By Kanika Kalra
Have you ever been in a conversation with an easily distracted person and been like, “Wow, this conversation would go a lot better on Whats App”? I know I have, several times. Especially when I am trying to tell my mother something serious, but then she needs to make my brother do his homework, respond to my grandfather yelling in the background, answer a phone call from her boss, and compete with Trump for the presidency (too far?), all at the same time.
You can go on and on about the importance of hearing the voice of someone you love, but I would much rather text them. Had it not been for texting, I can’t imagine how many times I would have managed to make a fool of myself in verbal conversations.
I know many people who would disagree with me, but allow me to list out the rationale behind this.
Mind your language!
I’ve lost count of the number of times I’ve narrowly escaped my mother’s stink eye by changing course in the middle of an exclamation and going “SHUT THE F- front door!”
While typing a text, you can organize your thoughts and decide exactly what you want to say. There is a better brain to mouth filter.
Even if you realize you’ve said something wrong after pressing the send button, you can quickly send in another text to clarify before anyone gets offended and shouts you down. In verbal conversations, people immediately listen to and process what you’ve said. But the short buffer period between receiving a text, reading it, and processing the words, is advantageous because the receiver will read your incorrect text and your clarification text in one go and process them together.
YELLING WON’T HELP!
If you are a long-text-writing kind of person, you don’t have to worry about being interrupted. In a verbal monologue, this can be a problem when people try to shut you up by yelling loudly. A person cannot interrupt me in the middle of a text and start their own tirade. Even if they do start typing a response, they have no choice but to receive my entire message. In texting, there’s no such thing as “she kept cutting across me and didn’t even let me explain myself!”
On the other hand, if you are the kind who sends ten one-line texts in a row, you deserve to be interrupted, so stop complaining.
Sorry, I didn’t catch that?
There is no need to ask someone to repeat themselves, you can just re-read their text and understand. In fact, in real-time conversation, lots of good humour is wasted when the speaker doesn’t bother to repeat himself, or the listener feels shy to make the request. It’s no fun repeating a joke once the moment is gone. Texting resolves that problem.

Dataset extract ->
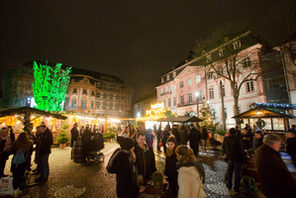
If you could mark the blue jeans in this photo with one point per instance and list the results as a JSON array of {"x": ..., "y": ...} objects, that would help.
[
  {"x": 44, "y": 167},
  {"x": 236, "y": 167}
]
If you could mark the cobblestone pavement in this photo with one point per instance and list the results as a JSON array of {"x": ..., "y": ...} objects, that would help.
[{"x": 69, "y": 179}]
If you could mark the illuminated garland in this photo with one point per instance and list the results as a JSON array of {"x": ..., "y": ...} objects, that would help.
[{"x": 50, "y": 86}]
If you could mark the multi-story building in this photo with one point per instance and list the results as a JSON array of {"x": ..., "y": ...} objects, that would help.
[
  {"x": 88, "y": 92},
  {"x": 143, "y": 104},
  {"x": 195, "y": 82}
]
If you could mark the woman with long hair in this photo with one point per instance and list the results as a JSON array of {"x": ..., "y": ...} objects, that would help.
[
  {"x": 191, "y": 174},
  {"x": 22, "y": 149},
  {"x": 171, "y": 166}
]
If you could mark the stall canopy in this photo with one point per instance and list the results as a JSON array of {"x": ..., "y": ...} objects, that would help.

Instructions to follow ->
Please copy the essay on texting word for word, from "By Kanika Kalra" up to and including "in verbal conversations.". The records are separate material, apart from the essay on texting.

Result ->
By Kanika Kalra
Have you ever been in a conversation with an easily distracted person and been like, “Wow, this conversation would go a lot better on Whats App”? I know I have, several times. Especially when I am trying to tell my mother something serious, but then she needs to make my brother do his homework, respond to my grandfather yelling in the background, answer a phone call from her boss, and compete with Trump for the presidency (too far?), all at the same time.
You can go on and on about the importance of hearing the voice of someone you love, but I would much rather text them. Had it not been for texting, I can’t imagine how many times I would have managed to make a fool of myself in verbal conversations.